## start Source extract

YouTube Ingestion
Ingest transcripts from YouTube videos, playlists, and channels to make video content searchable and queryable in your applications.
YouTube ingestion automatically extracts transcripts from videos using AI-powered transcript extraction. Playlists and channels are automatically expanded into individual videos for processing.
Overview
SourceSync supports ingesting content from various YouTube sources:
- Individual Videos - Extract transcripts from specific YouTube videos
- Playlists - Automatically expand playlists and process each video individually
- Channels - Extract videos from channels and process transcripts for each video
All YouTube content is processed to extract high-quality transcripts that can be chunked, embedded, and made available for semantic search and retrieval.

## end Source extract

# [Job]
Using the YouTube ingestion page, explain in one to three sentences why transcripts are ingested from YouTube videos, playlists, and channels.

## start Supplied material

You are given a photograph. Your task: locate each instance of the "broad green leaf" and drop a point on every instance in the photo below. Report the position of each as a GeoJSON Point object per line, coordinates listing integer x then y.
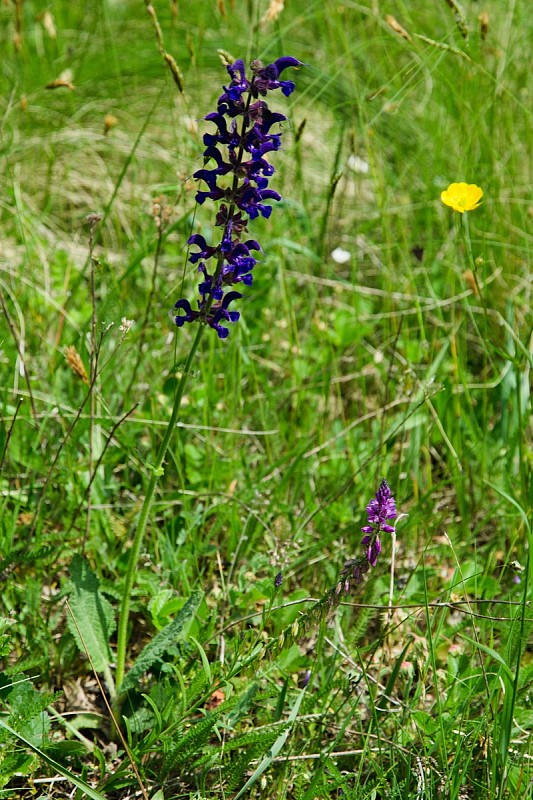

## end Supplied material

# [Answer for this exercise]
Transcripts are ingested to make video content searchable and queryable in your applications. The extracted transcripts can be chunked, embedded, and made available for semantic search and retrieval.